____ Data shown

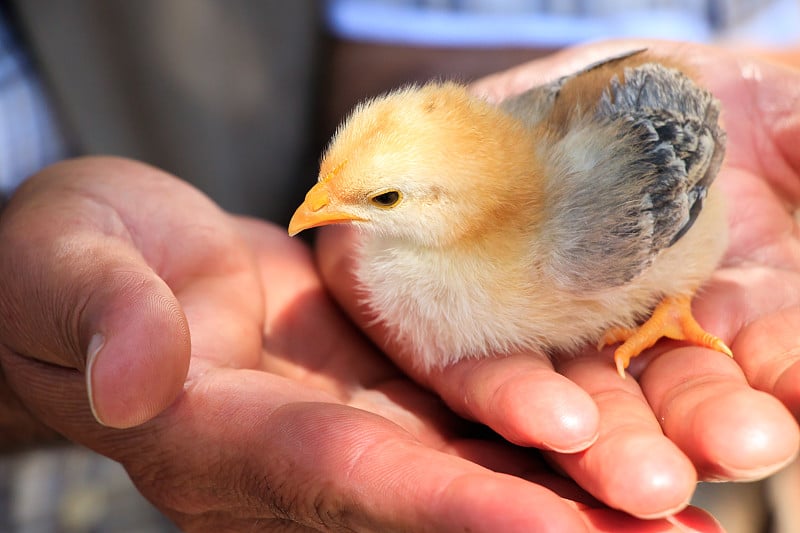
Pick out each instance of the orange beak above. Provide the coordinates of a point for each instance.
(316, 210)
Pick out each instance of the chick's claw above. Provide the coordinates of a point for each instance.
(672, 318)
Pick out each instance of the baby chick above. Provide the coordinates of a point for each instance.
(579, 211)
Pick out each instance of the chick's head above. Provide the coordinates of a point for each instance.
(427, 165)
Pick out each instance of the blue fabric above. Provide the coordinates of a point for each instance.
(30, 138)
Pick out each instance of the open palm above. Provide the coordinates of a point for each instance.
(229, 385)
(640, 445)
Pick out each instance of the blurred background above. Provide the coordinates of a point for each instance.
(239, 97)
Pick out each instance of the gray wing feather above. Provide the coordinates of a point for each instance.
(535, 104)
(633, 177)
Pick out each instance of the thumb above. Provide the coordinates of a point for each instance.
(76, 292)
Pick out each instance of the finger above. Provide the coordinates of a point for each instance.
(77, 293)
(267, 448)
(336, 357)
(520, 396)
(761, 320)
(706, 407)
(632, 466)
(501, 85)
(523, 399)
(769, 349)
(336, 459)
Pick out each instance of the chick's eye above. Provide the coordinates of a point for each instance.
(386, 199)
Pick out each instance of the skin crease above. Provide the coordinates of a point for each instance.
(251, 423)
(721, 419)
(326, 404)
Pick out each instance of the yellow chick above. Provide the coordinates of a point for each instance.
(579, 211)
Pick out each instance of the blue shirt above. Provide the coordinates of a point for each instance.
(30, 138)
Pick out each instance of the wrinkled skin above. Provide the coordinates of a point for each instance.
(238, 396)
(721, 419)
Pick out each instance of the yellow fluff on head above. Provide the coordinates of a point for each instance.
(565, 215)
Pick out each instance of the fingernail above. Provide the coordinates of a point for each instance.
(96, 344)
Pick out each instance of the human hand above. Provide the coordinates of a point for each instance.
(230, 387)
(641, 445)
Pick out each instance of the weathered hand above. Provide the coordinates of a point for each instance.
(640, 445)
(231, 388)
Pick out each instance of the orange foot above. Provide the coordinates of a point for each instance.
(671, 318)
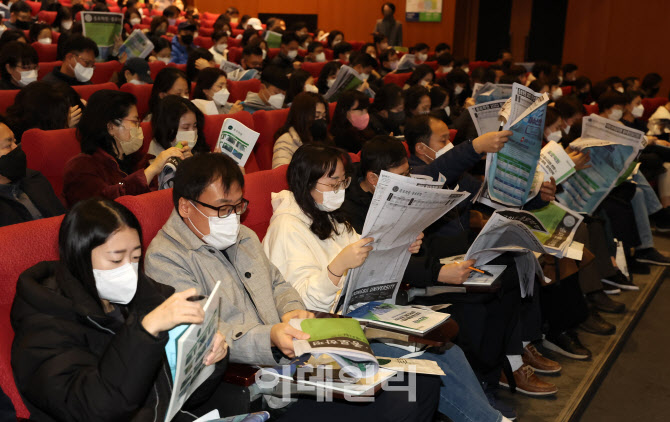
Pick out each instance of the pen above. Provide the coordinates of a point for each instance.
(480, 271)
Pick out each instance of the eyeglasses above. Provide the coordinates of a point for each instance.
(225, 210)
(343, 184)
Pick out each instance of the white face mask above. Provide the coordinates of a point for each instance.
(556, 94)
(221, 96)
(189, 137)
(83, 74)
(331, 200)
(222, 231)
(277, 100)
(615, 115)
(555, 136)
(118, 285)
(27, 77)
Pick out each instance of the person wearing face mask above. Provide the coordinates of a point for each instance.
(211, 93)
(79, 55)
(388, 26)
(350, 121)
(182, 44)
(69, 314)
(18, 65)
(307, 123)
(25, 194)
(274, 84)
(108, 166)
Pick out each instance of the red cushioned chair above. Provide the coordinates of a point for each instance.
(45, 52)
(397, 78)
(7, 99)
(650, 106)
(46, 68)
(314, 69)
(142, 93)
(239, 89)
(257, 189)
(85, 91)
(23, 245)
(47, 151)
(213, 125)
(104, 71)
(267, 123)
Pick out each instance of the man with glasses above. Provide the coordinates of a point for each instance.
(79, 55)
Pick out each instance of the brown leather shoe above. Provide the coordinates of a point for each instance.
(528, 383)
(532, 357)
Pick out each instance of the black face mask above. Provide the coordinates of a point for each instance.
(13, 165)
(319, 130)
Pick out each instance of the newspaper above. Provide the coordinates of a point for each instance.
(486, 116)
(613, 148)
(555, 162)
(186, 350)
(237, 141)
(347, 78)
(510, 172)
(484, 93)
(137, 45)
(401, 208)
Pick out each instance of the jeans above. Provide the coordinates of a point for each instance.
(645, 202)
(461, 396)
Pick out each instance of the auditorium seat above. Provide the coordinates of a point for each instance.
(85, 91)
(267, 123)
(47, 151)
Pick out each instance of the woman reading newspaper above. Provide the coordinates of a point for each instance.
(313, 244)
(91, 329)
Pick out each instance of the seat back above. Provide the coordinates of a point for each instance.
(239, 89)
(257, 189)
(47, 151)
(267, 123)
(85, 91)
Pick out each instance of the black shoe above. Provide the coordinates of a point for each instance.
(595, 324)
(619, 280)
(505, 410)
(651, 256)
(568, 345)
(603, 303)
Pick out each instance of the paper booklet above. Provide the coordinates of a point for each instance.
(137, 45)
(186, 350)
(403, 318)
(237, 141)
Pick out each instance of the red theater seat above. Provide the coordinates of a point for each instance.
(267, 123)
(47, 151)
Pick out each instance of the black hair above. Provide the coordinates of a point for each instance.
(12, 54)
(85, 227)
(193, 56)
(382, 153)
(206, 78)
(164, 81)
(165, 122)
(309, 163)
(329, 69)
(195, 173)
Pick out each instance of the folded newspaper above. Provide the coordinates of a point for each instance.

________

- _Exercise prompt_:
Go through the entries above and print each one exactly, minus the pictures.

- _Response to this exercise_:
Pick out each instance of the orange beak above. Provide the coordinates of a point for each instance.
(316, 210)
Pick out each instance of the chick's claw above. Provide the coordinates of a point for each instance.
(672, 318)
Pick out each instance of the baby chick above. Provide the coordinates of a point for each instance.
(579, 211)
Pick out each instance of the chick's head above. Provide the coordinates of a point for each instance.
(427, 165)
Pick out each instance of the blue fabric above. Provide the coordinates of a point for each instance.
(30, 138)
Pick out each instance of the open palm above. Provide the coordinates of a point for each instance.
(229, 385)
(640, 445)
Pick out each instance of the blurred background above. Provide the coordinates of a point for each instance.
(239, 97)
Pick out each instance of the gray wing feather above. Provide the coordinates of a point for each instance.
(535, 104)
(633, 177)
Pick out each instance of the thumb above. Provide the coordinates of a point for each instance.
(76, 292)
Pick out each instance of the finger above. Provide the coordinates of a point for each instance.
(77, 293)
(267, 448)
(336, 357)
(520, 396)
(761, 320)
(706, 407)
(632, 466)
(501, 85)
(523, 399)
(769, 349)
(336, 459)
Pick out each instance of the chick's eye above. Provide the coordinates of a point for each instance.
(386, 199)
Pick out each instance of the skin crease above. Provide the coordinates of a point for each instance.
(251, 423)
(721, 419)
(326, 404)
Pick out each instance of the yellow chick above. Provide the coordinates of a point for each instance.
(579, 211)
Pick out each instance of the blue shirt above. Provide the coordinates of a point for each instance.
(30, 138)
Pick out each instance of the wrinkled skin above. Provide the coordinates of a point for each instance.
(238, 396)
(721, 419)
Pick out each instance of the yellow fluff on head above. Provide the coordinates of a point for each instance.
(565, 215)
Pick out each instance of the fingernail above. Provide the coordinates of a point for each instance.
(96, 344)
Pick out each instance of the human hand above. Provide the coordinates of a point for each instance.
(230, 387)
(641, 445)
Pick out each instance of the weathered hand above. Provide the coordinates of a point for each instance.
(640, 445)
(231, 388)
Pick out each instance of the orange foot above. Provide the coordinates of a point for each instance.
(671, 318)
Pick out each instance of the pen above. Provide the coordinates of a point for each instance.
(480, 271)
Pick out each instance of the eyeglasses above. Provide the coordinates of a point for each instance.
(225, 210)
(343, 184)
Pick out each instance of the white face mask above. Provide the coordinates of a point for each instance.
(556, 94)
(221, 96)
(189, 137)
(83, 74)
(331, 200)
(222, 231)
(277, 100)
(615, 115)
(555, 136)
(118, 285)
(27, 77)
Pick out each instance of the person wearing face mask above. Provide the coordinates of a point for each instance.
(211, 93)
(79, 55)
(388, 26)
(350, 121)
(182, 44)
(69, 314)
(18, 65)
(307, 123)
(25, 194)
(274, 84)
(108, 166)
Pick out each instance of the red cushioned chair above. Provide the coordinates of a point for each instance.
(45, 52)
(397, 78)
(7, 99)
(650, 106)
(46, 68)
(314, 69)
(142, 93)
(239, 89)
(257, 189)
(85, 91)
(23, 245)
(47, 151)
(213, 125)
(104, 71)
(267, 123)
Pick out each instance of the man with glasses above. Provide the coordinates of a point for each instance.
(79, 55)
Pick out each instance of the brown leather shoe above. Provide the coordinates of a point for each instance.
(528, 383)
(532, 357)
Pick out each instance of the black face mask above. Provide the coordinates of a point for each instance.
(13, 165)
(319, 130)
Pick out each instance of the newspaper above. Provide the coordinates of a point for each instance.
(486, 116)
(613, 148)
(555, 162)
(186, 350)
(237, 141)
(347, 78)
(510, 172)
(484, 93)
(137, 45)
(401, 208)
Pick out each instance of the jeans above. Provide the coordinates of a point for each instance.
(645, 202)
(461, 396)
Pick out each instance of the auditorium seat above. Provide the coordinates of a point for each instance.
(85, 91)
(267, 123)
(47, 151)
Pick out each instance of the woman reading newspaper above. Provide the coordinates of a point for each instance.
(313, 244)
(91, 329)
Pick out each instance of the seat back above. Provide the coordinates of a point for each instance.
(239, 89)
(257, 189)
(47, 151)
(267, 123)
(85, 91)
Pick out each instance of the black shoe above. Provide the coordinates of a point for each instance.
(595, 324)
(619, 280)
(505, 410)
(651, 256)
(568, 345)
(603, 303)
Pick out each instance of the paper booklet above. Provide the coordinates of a point for each instance.
(137, 45)
(186, 350)
(403, 318)
(237, 141)
Pick out each instance of the red theater seat above. Provide the coordinates of a point for each instance.
(267, 123)
(47, 151)
Pick out each instance of the black hair above. Provide the coordinates of a point for each instance.
(12, 54)
(85, 227)
(193, 56)
(382, 153)
(206, 78)
(164, 81)
(165, 122)
(309, 163)
(329, 69)
(195, 173)
Pick out each instance of the folded newspaper above. Provide the coordinates of a point for each instance.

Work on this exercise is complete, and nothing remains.